-- Start SOURCE PASSAGE --
Without a station in New York (and a starting manifest), a station in Boise (checking the manifest) as well as the station in Portland checking the manifest against the original manifest and the previously checked manifest, how can we know anything about the prior states the box car and its contents have been in (pun intended)? That’s what doesn’t make sense to me and a number of people I have occasional correspondence with.
My 2c. Albeit probably controversial.
Last use of the Sun i’d heard was to use it as a gravitational lens for a long focal length telescope. Was it 500+ AU, or 1500+ AU?, i forget. Not quite an interstellar mission, but non-trivial. And i wondered how bad the light pollution would be. The Sun’s atmosphere goes out quite a ways, and the Sun itself is pretty bright.
Of late, there’s a pretty good idea on how to use the Milky Way Galaxy as a telescope. First, find a whole bunch of millisecond pulsars, in different directions. Then watch them for minor variations, that could be due to gravity waves. I think we’re going to need a telescope that big for gravity waves. This is seriously hard stuff. I think i see how we can subtract the movement of the Earth, the Sun, and so on to get at the real data. Do local vibrations matter? Probably. But not if the frequencies differ dramatically.
-- End SOURCE PASSAGE --
*THE TASKS*
1. Name every city that the source passage mentions.
2. Return the part of the source passage starting at "Without a station" and ending at "Albeit probably controversial.", word for word.
-- Start INFORMATION SHOWN --
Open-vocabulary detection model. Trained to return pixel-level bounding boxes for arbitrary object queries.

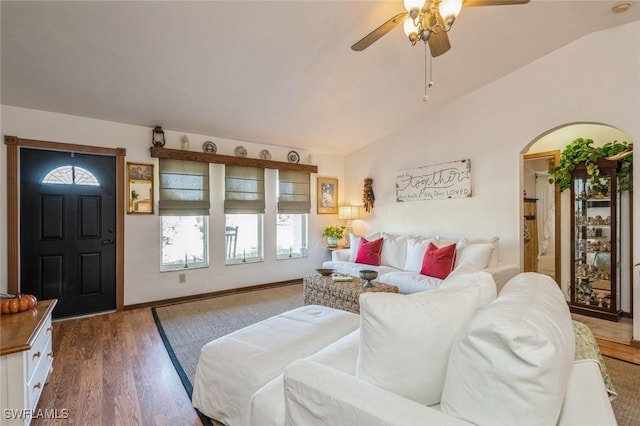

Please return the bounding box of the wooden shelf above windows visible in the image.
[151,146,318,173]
-- End INFORMATION SHOWN --
-- Start INFORMATION SHOWN --
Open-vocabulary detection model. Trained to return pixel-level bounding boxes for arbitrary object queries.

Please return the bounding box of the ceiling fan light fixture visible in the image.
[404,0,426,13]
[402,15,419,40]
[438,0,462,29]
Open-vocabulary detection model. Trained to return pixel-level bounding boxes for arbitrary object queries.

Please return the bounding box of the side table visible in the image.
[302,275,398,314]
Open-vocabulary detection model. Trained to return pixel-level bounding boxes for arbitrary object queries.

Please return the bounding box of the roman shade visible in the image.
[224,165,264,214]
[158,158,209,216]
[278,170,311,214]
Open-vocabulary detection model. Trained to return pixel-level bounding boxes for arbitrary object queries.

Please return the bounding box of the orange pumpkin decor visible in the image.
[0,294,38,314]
-- End INFORMATION SHOWN --
-- Start INFORMATION SHOWN --
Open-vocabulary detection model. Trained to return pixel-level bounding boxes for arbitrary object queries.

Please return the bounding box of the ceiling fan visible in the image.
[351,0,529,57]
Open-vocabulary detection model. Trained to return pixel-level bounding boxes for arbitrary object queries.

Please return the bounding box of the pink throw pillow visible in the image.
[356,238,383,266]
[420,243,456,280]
-- End INFORMATION SHOWN --
*SOLVED PROBLEMS*
1. New York, Boise, Portland

2.
Without a station in New York (and a starting manifest), a station in Boise (checking the manifest) as well as the station in Portland checking the manifest against the original manifest and the previously checked manifest, how can we know anything about the prior states the box car and its contents have been in (pun intended)? That’s what doesn’t make sense to me and a number of people I have occasional correspondence with.
My 2c. Albeit probably controversial.